*Text block*.
At today's NG prices, CHK probably considers lease bonus, MVC gathering and MVC transportation as "sunk costs" to achieve a 40% IRR. In fact, they are "sunk costs" so the IRR is only on the new money invested to drill and complete a new well and avoid some MVC.

Yeah, yeah, yeah.  CHK reported earnings yesterday.  They stunk.  Stock price dropped 10%.  This was a $60 stock in 2008.  Now it's $18.  Way to go Aubrey -- what a great job you did for your stock holders.

CHK is allocating 13% of 2015 capital expenditures to their Haynesville ops up from 8% in 2014.  Their 32 wells completed in the last half of 2014 might surprise a few people.

Haynesville allocated 13% of this year's budget (vs. 8.0% last year) with plans to operate an avg. 7-8 rigs (vs. 8 avg. rigs in 2014). Q4 Haynesville production (~14% of CHK's total Q4 production) increased 5.0% sequentially. CHK connected 18 Haynesville wells to sales in Q4 at an avg. peak of ~13.4 MMcfe/d (vs. ~11.9 MMcfe/d from 14 wells in Q3).

*Data provided*.
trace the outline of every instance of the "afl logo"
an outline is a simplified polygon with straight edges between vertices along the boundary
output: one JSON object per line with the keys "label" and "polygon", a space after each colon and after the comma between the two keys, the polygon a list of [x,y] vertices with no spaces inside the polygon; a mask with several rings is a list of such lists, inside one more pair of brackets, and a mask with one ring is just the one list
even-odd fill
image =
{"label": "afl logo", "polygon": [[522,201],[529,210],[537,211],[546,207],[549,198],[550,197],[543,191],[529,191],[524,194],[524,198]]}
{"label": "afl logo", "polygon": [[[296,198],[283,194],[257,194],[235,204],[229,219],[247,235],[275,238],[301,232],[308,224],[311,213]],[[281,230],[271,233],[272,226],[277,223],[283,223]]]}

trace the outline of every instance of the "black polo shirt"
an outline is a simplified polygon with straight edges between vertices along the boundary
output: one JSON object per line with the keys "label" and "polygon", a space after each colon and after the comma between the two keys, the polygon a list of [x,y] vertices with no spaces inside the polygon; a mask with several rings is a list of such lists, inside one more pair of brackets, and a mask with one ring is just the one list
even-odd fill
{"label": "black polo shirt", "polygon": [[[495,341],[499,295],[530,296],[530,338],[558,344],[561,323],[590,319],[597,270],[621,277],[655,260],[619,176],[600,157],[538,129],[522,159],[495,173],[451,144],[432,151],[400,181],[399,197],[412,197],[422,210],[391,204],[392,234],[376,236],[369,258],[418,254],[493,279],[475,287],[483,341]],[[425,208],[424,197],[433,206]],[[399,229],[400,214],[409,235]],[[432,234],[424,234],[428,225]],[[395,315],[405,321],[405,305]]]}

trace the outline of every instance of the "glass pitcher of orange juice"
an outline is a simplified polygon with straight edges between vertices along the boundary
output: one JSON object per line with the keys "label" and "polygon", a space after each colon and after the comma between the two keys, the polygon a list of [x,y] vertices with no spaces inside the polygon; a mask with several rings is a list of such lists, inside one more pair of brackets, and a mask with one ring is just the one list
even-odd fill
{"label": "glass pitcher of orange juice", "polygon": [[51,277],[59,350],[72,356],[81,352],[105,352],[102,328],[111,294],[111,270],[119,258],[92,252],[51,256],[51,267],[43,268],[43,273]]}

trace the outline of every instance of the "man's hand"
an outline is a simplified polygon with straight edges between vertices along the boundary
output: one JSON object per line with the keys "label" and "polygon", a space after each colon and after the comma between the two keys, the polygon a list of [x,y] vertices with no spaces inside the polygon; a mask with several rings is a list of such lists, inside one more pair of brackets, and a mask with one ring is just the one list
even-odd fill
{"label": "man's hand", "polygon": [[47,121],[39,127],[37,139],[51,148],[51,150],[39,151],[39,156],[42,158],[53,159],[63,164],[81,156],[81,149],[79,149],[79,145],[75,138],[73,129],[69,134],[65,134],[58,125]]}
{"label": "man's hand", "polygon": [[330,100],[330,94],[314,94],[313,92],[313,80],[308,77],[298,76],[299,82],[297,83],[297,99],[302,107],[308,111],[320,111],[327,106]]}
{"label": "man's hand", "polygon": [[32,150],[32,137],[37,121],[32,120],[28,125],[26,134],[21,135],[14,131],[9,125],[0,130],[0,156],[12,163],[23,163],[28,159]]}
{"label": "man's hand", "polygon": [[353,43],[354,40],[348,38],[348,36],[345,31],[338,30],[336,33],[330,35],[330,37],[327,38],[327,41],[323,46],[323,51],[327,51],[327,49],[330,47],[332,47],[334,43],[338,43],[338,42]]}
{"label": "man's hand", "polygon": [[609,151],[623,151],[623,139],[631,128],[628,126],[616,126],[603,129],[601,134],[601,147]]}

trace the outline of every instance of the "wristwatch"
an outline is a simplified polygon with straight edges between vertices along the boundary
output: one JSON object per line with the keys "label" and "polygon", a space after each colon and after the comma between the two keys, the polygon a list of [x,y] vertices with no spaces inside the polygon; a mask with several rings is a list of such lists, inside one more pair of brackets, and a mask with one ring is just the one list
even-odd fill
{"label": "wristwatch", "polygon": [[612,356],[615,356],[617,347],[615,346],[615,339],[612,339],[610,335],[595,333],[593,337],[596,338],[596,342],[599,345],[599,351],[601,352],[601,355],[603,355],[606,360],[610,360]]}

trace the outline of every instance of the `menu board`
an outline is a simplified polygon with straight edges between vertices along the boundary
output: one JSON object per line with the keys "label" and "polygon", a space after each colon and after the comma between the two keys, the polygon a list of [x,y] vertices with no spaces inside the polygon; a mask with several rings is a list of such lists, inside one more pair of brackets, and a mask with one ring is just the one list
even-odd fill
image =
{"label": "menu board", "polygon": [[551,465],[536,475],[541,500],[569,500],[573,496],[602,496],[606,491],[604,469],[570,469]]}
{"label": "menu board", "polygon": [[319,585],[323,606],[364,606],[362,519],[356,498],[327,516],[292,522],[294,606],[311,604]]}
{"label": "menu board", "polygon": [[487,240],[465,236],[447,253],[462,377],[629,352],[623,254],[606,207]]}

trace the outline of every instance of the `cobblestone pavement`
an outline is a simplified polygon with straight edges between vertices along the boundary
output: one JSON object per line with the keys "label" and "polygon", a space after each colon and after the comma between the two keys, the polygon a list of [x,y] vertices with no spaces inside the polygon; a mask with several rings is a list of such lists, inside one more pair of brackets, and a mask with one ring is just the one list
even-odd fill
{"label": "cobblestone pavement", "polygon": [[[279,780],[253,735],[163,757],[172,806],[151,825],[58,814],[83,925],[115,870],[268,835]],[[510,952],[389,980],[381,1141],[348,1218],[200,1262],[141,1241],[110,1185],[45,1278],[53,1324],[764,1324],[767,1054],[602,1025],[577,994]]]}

*Exercise*. Continue the passage on CHK's Haynesville drilling and earnings, picking up right after its final sentence and keeping it separate from the records.

*Exercise output*.
Henry CHK stock went from $60 to 75 cents in the late 1990's.

The most interesting thing to me in the whole discussion was the gas prices they are seeing in the Marcellus, the level of activity, and the fax that they are curtailing 250  mmcf of production.  

When prices begin to creep up, thy and other operators will have a strong ability to increase flows. The Marcellus will get the ability to dictate our regional prices when pipelines reversing the flow of gas to the Northeast are brought online.

 

The Marcellus will continue to be in lease capture mode for two more years.  Marcellus operators learned the lessons from the Haynesville and took leases with 5 year primary terms.  They can curtail production from existing wells but they can not stop drilling new wells required to hold leases until all prospective leasehold is Held By Production (HBP).  That will effectively put a cap on the price of Haynesville natural gas for some years to come.